— start of Provided text —

Steiner said the focus is on hemp grown for cannabinoids like CBD, used in oils, lotions, tinctures and other products. Scientists are also paying close attention to whether environmental factors have any effect on levels of tetrahydrocannabinol, or THC, in the plants.
By law, hemp cannot have more than 0.3% THC, the component in cannabis that gets users high. If hemp exceeds the 0.3% benchmark, it is considered illegal marijuana under federal law and must be destroyed.
“This is the first nationwide trial of this sort,” Steiner said. “Right now, much of this market the last couple of years has revolved around CBD production and cannabinoids. But we don’t really know where is the best place to produce, optimally and economically, essential hemp varieties.”
That’s not the only project underway at the Center.
Steiner said the center is also working with the University of California-Davis on irrigation trials to determine how much water hemp needs to grow in drier climates. Testing began this year in Ontario, Hermiston and Klamath Falls in Oregon and Fresno and Yolo counties in California.
“We know from preliminary work last year that hemp does not do well having wet feet,” Steiner said. “You just can’t keep it wet. You’ll get root rot, and all sorts of other problems. We’re trying to find out how far you should take it down, and does that have an effect on the yield of cannabinoids.”
In another area of research, OSU and USDA-ARS are taking hemp biomass after cannabinoid extraction and using it as a feed supplement for livestock, including meat lambs and dairy cows.

— end of Provided text —

Problem A:
From the hemp research text, copy the passage starting with "Steiner said the center" and going on through "and dairy cows.".
Problem B:
In the hemp research text, what is the most THC that hemp may legally contain?
Problem C:
Write the next part of the hemp research text, picking up after its final sentence.

— start of Entries provided —

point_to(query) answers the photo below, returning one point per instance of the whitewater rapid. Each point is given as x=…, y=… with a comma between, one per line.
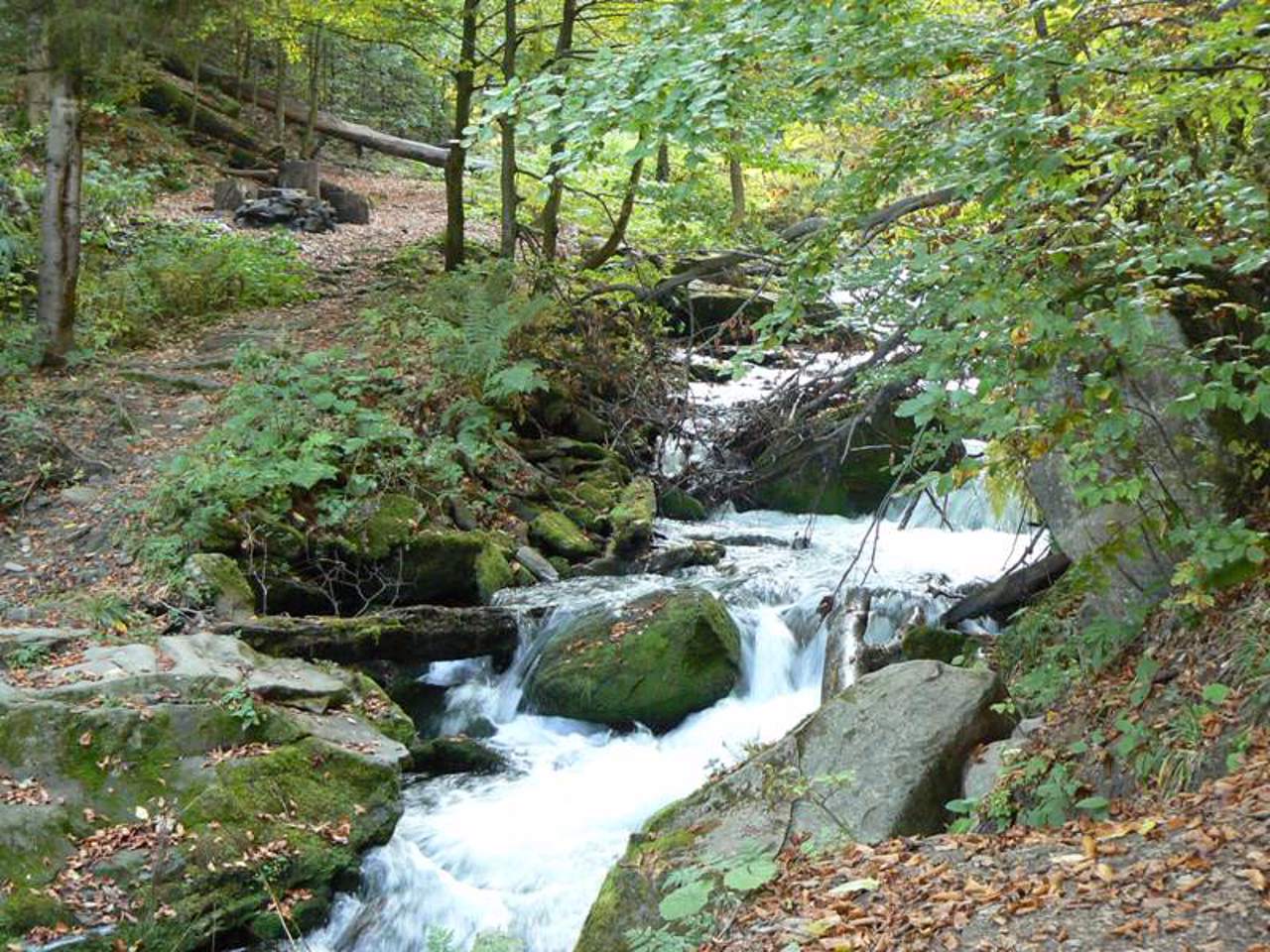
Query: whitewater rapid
x=524, y=853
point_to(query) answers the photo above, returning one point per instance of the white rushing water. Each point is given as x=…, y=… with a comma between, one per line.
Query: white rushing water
x=524, y=853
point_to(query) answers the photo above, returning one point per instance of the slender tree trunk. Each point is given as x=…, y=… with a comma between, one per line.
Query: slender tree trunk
x=507, y=172
x=737, y=180
x=663, y=162
x=193, y=108
x=619, y=234
x=465, y=79
x=60, y=222
x=39, y=76
x=307, y=148
x=280, y=112
x=556, y=190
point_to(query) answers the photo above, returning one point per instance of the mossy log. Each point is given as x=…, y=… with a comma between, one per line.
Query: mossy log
x=416, y=635
x=166, y=96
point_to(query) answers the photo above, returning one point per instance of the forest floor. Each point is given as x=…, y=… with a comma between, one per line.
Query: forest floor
x=117, y=420
x=1189, y=878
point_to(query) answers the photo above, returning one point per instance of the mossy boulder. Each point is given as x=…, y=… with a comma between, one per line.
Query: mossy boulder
x=449, y=567
x=677, y=504
x=815, y=477
x=633, y=520
x=558, y=535
x=202, y=760
x=878, y=761
x=217, y=581
x=653, y=661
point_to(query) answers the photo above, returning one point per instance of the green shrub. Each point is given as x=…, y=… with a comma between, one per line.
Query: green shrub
x=177, y=277
x=299, y=447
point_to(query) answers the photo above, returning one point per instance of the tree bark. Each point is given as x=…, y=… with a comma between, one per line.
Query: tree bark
x=60, y=222
x=414, y=636
x=280, y=96
x=556, y=190
x=1010, y=592
x=624, y=216
x=465, y=79
x=168, y=98
x=330, y=125
x=307, y=148
x=39, y=71
x=507, y=171
x=663, y=162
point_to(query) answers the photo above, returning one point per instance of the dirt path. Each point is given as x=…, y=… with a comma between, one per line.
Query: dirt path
x=117, y=421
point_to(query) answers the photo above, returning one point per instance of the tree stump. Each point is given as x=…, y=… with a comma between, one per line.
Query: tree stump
x=305, y=176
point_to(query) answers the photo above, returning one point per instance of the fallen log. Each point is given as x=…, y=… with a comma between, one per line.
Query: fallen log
x=414, y=635
x=298, y=112
x=167, y=98
x=1008, y=593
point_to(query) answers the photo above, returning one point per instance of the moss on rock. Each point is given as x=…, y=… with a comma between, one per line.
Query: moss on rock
x=557, y=534
x=677, y=504
x=633, y=518
x=658, y=660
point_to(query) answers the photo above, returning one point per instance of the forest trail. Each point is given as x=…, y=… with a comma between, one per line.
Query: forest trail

— end of Entries provided —

Written reply A:
Steiner said the center is also working with the University of California-Davis on irrigation trials to determine how much water hemp needs to grow in drier climates. Testing began this year in Ontario, Hermiston and Klamath Falls in Oregon and Fresno and Yolo counties in California.
“We know from preliminary work last year that hemp does not do well having wet feet,” Steiner said. “You just can’t keep it wet. You’ll get root rot, and all sorts of other problems. We’re trying to find out how far you should take it down, and does that have an effect on the yield of cannabinoids.”
In another area of research, OSU and USDA-ARS are taking hemp biomass after cannabinoid extraction and using it as a feed supplement for livestock, including meat lambs and dairy cows.

Written reply B:
No more than 0.3% THC.

Written reply C:
Steiner said the material is actually superior to alfalfa in terms of nutrition and digestion for the animals. What’s left is to test the meat and milk for cannabinoids, including CBD and THC, to ensure it is safe for human consumption.
The trial is designed to generate data needed for the U.S. Food and Drug Administration to approve hemp feed supplements for livestock, Steiner said.
Finally, Steiner said OSU is working with the USDA-ARS at a federal research lab in Peoria, Ill., analyzing cannabinoid testing methods and instruments to ensure results are consistent and accurate.
”There are many types of analytical instruments,” Steiner said. “They all are good machines, but they may give different results for the compounds being examined. What are the instruments you should use? What ends up giving you consistent results test after test?”
OSU might be leading this hemp research, but Steiner said their findings will benefit the entire industry.
”Underneath that original rubric is how do you fit hemp into American agriculture?” he said. “We’re having to learn that right now, very quickly.”